What is asked: Please rewrite the records below as a numbered list, covering only the lines from the one containing "the red trousers." through the end of the records, inclusive, and leaving out any blank lines.
▬▬▬
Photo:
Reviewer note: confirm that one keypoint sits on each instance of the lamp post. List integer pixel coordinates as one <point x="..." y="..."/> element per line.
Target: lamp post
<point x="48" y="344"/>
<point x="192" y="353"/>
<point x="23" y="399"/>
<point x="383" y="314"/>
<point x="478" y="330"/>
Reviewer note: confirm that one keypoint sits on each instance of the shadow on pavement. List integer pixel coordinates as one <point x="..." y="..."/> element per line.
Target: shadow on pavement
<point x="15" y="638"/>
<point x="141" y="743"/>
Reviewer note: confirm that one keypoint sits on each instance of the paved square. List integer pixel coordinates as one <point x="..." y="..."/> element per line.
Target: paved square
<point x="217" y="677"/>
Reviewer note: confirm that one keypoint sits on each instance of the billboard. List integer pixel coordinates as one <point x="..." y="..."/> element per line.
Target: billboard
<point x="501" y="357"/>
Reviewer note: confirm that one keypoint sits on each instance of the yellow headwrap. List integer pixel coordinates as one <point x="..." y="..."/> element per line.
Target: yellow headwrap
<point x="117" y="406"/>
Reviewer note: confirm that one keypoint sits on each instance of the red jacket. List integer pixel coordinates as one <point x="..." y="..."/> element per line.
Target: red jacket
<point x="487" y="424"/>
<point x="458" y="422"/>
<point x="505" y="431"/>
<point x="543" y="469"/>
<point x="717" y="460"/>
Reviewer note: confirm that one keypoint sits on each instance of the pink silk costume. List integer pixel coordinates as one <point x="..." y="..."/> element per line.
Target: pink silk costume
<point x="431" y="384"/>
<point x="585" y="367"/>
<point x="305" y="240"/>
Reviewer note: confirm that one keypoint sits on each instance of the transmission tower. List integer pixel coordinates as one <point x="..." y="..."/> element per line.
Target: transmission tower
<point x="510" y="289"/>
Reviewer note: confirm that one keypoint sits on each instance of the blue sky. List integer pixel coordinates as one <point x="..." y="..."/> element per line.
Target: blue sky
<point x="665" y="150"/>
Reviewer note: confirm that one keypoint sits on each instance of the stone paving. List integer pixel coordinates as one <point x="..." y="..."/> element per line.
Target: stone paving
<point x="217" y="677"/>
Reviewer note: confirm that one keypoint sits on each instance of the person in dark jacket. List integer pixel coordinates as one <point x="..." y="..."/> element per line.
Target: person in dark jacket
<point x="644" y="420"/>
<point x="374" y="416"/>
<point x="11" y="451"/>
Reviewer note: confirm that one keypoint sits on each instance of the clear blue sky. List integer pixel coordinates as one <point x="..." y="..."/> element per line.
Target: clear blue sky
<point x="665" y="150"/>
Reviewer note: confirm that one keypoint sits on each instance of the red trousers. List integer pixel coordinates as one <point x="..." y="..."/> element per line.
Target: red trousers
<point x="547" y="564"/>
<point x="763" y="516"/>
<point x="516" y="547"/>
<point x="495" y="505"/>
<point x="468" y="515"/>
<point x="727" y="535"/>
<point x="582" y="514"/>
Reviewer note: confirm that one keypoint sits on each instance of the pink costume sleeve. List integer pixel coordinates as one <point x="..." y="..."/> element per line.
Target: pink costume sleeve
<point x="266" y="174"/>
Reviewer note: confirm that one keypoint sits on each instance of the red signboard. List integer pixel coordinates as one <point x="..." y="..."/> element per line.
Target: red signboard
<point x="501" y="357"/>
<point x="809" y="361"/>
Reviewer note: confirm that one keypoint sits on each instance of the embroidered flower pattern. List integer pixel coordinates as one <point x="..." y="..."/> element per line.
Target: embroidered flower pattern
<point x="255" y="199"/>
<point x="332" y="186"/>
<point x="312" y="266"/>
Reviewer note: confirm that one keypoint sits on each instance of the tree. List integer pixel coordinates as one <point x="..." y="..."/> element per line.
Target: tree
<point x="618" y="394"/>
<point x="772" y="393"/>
▬▬▬
Solution below:
1. Reviewer note: confirm that one keypoint sits on each instance of the red trousers. List integer pixel coordinates as one <point x="..." y="..."/> element per line.
2. Target: red trousers
3. <point x="547" y="564"/>
4. <point x="763" y="516"/>
5. <point x="516" y="547"/>
6. <point x="495" y="505"/>
7. <point x="468" y="515"/>
8. <point x="727" y="535"/>
9. <point x="582" y="514"/>
10. Reviewer note: confirm that one keypoint sits on each instance of the pink costume sleeve. List integer pixel coordinates as one <point x="..." y="..."/> element per line.
11. Target: pink costume sleeve
12. <point x="266" y="174"/>
13. Reviewer note: confirm that one keypoint sits on each instance of the red signboard. List integer pixel coordinates as one <point x="..." y="..."/> element per line.
14. Target: red signboard
15. <point x="501" y="357"/>
16. <point x="809" y="361"/>
17. Reviewer note: confirm that one keypoint sits on each instance of the embroidered flower pattern. List integer pixel coordinates as one <point x="..." y="..."/> element per line.
18. Target: embroidered flower pattern
19. <point x="255" y="199"/>
20. <point x="332" y="186"/>
21. <point x="312" y="266"/>
22. Reviewer note: confirm that one keypoint sits on each instance of the tree. List integer pixel coordinates as one <point x="..." y="..."/> element per line.
23. Target: tree
24. <point x="618" y="394"/>
25. <point x="772" y="393"/>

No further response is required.